◆ Task ◆
Answer these questions from the text on selecting candidate HKGs:
1. How many genes had FPKM values of 10 or more?
2. What DPM cutoff was used in place of the default of 0.3?
3. Which two genes from outside the initial 1325 were included as the most commonly used endogenous HKGs in goats?

Selection of novel candidate HKGs based on RNA-seq data
From a complete transcriptome dataset, the fragments per kilobase of exon model per million mapped reads (FPKM) of all transcripts from each individual animal were obtained. We first removed some transcripts which did not have a credible function annotation, or exhibited low levels of expression (FPKM=0). This resulted in 15853 unigenes being found for further selection. Next, genes with a relatively high expression level (FPKM ≥ 10 or ≥ the 80th percentile) as determined by the average of the FPKM value, and genes with low variability as determined by the coefficient of variation (CV, %), maximum fold change (MFC), and dispersion measure (DPM), were evaluated (see Methods section). As shown in Figure 1, the probability density curve of all 15853 unigenes was evaluated based on the following 4 indicators:
(1) FPKM. Potential HKGs were relatively highly expressed genes . In this study, 5623 genes had FPKM values ≥ 10 (35.5% of 15853 genes, the green area in Figure 1A).
(2) CV (%). The most promising HKGs would have the lowest CV values. A total of 2266 genes with a CV ≤ 20% (14.3% of 15853 genes, the red area in Figure 1B) were retained in this step with CVs ranging from 7.7% to 20.0%.
(3) DPM. Most stable genes exhibited lower DPM values. The default parameter of DPM<0.3 returned an excessive 7025 unigenes, and so a more stringent DPM < 0.2 was used. Following this, 2026 genes (12.8% of 15853 genes, the yellow area in Figure 1C) were retained in this step with DPM values ranging from 0.09 to 0.2.
(4) MFC. This parameter reflects the range of extremum value, and the lowest MFC values are preferable. In this study, MFC < 2.5 was used which produced 2508 genes (15.8% of 15853 genes, the blue area in Figure 1D), all within the range of 1.35 to 2.5.
A Venn diagram was constructed for the 4-color blocks (green, red, yellow, and blue corresponding to those used in Figure 1A-D, respectively). This showed that 1325 genes (Figure 1E) met all 4 of the above requirements, and are significantly enriched in 11 signaling pathways (q <0.05) as shown in Additional file 1: Figure S1. These genes were considered as candidate HKGs and of these, 8 genes (RRAGA, PTPRA, SRP68, EIF4H, NCBP3, CTBP2, CNBP, and EEF2) that with lower CV value, higher FPKM value and easier primers design were selected for further qualification. Besides, 4 genes outside of the initial 1325 were considered, including SDHA and YWHAZ as they had previously been proposed by other researchers , and ACTB and GAPDH genes were included as the most commonly used endogenous HKGs for exploring target gene expression in goats. In total, 12 candidate HKGs were analyzed in subsequent steps, each gene was ranked based on its CV value with a lower CV receiving a higher-ranking order (Table 1).

(Recorded data)

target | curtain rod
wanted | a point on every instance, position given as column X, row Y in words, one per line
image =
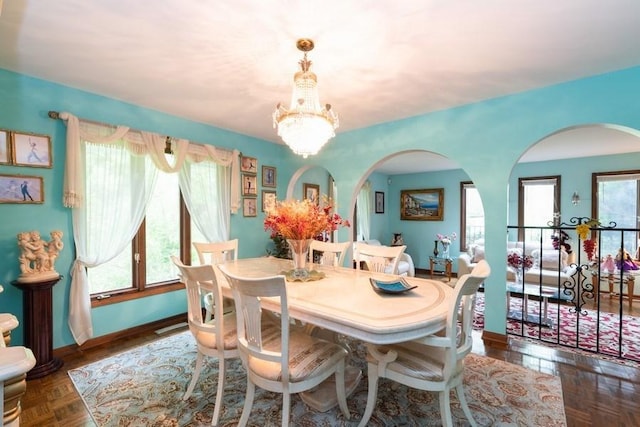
column 56, row 116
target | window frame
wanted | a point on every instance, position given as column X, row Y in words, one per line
column 139, row 288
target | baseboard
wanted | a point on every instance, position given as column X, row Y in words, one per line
column 495, row 340
column 75, row 349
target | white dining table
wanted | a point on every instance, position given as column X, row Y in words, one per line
column 343, row 301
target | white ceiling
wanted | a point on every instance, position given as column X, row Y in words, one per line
column 227, row 63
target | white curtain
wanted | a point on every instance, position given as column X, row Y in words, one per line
column 363, row 205
column 109, row 206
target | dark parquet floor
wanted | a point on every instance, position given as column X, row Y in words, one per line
column 596, row 392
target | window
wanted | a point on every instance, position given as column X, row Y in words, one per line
column 471, row 215
column 143, row 264
column 538, row 206
column 617, row 195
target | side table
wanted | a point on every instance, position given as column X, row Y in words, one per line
column 446, row 262
column 38, row 325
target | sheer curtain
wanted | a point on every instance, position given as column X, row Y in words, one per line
column 363, row 205
column 109, row 203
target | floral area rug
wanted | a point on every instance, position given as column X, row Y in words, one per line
column 606, row 335
column 144, row 387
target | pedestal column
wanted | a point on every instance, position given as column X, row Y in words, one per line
column 38, row 325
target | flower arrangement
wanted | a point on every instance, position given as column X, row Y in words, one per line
column 302, row 219
column 446, row 239
column 518, row 262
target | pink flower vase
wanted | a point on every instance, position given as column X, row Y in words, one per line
column 299, row 254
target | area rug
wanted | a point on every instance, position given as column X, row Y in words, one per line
column 144, row 387
column 605, row 334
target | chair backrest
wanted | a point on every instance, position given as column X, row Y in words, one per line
column 255, row 340
column 200, row 280
column 333, row 253
column 382, row 259
column 217, row 252
column 460, row 315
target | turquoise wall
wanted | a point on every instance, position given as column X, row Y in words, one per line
column 486, row 139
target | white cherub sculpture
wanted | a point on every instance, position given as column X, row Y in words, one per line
column 37, row 257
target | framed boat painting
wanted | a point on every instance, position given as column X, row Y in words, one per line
column 422, row 205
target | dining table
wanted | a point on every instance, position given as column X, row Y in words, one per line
column 344, row 301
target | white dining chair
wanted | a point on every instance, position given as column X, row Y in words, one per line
column 215, row 338
column 215, row 253
column 436, row 362
column 280, row 360
column 333, row 253
column 378, row 258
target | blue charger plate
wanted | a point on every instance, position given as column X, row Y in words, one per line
column 398, row 286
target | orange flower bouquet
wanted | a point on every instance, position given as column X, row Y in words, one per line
column 302, row 220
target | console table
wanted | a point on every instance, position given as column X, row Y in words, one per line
column 38, row 325
column 446, row 262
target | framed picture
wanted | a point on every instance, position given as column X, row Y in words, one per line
column 422, row 205
column 29, row 149
column 249, row 185
column 268, row 200
column 248, row 164
column 268, row 176
column 4, row 147
column 21, row 189
column 249, row 206
column 311, row 192
column 379, row 202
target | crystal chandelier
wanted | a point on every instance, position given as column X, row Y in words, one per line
column 305, row 127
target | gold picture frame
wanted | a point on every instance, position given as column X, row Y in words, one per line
column 21, row 189
column 422, row 205
column 311, row 192
column 30, row 149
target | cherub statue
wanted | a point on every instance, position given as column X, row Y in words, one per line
column 37, row 257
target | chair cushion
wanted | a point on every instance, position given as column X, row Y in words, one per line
column 208, row 339
column 308, row 356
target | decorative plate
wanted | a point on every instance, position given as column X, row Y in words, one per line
column 391, row 287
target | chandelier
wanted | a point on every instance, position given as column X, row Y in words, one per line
column 305, row 127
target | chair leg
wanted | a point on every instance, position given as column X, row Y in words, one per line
column 220, row 391
column 286, row 408
column 194, row 376
column 341, row 391
column 371, row 396
column 248, row 403
column 465, row 406
column 445, row 408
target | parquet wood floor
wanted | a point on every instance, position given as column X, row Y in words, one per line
column 596, row 392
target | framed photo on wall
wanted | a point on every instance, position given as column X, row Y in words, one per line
column 422, row 205
column 379, row 202
column 4, row 147
column 268, row 200
column 21, row 189
column 249, row 206
column 249, row 185
column 311, row 192
column 28, row 149
column 268, row 176
column 248, row 164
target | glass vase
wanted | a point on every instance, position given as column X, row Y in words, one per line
column 445, row 250
column 300, row 257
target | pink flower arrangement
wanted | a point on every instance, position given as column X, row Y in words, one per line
column 517, row 261
column 303, row 219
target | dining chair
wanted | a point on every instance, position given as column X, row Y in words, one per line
column 333, row 253
column 435, row 362
column 215, row 253
column 378, row 258
column 215, row 338
column 281, row 360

◆ Problem solution ◆
1. 5623
2. DPM < 0.2
3. ACTB and GAPDH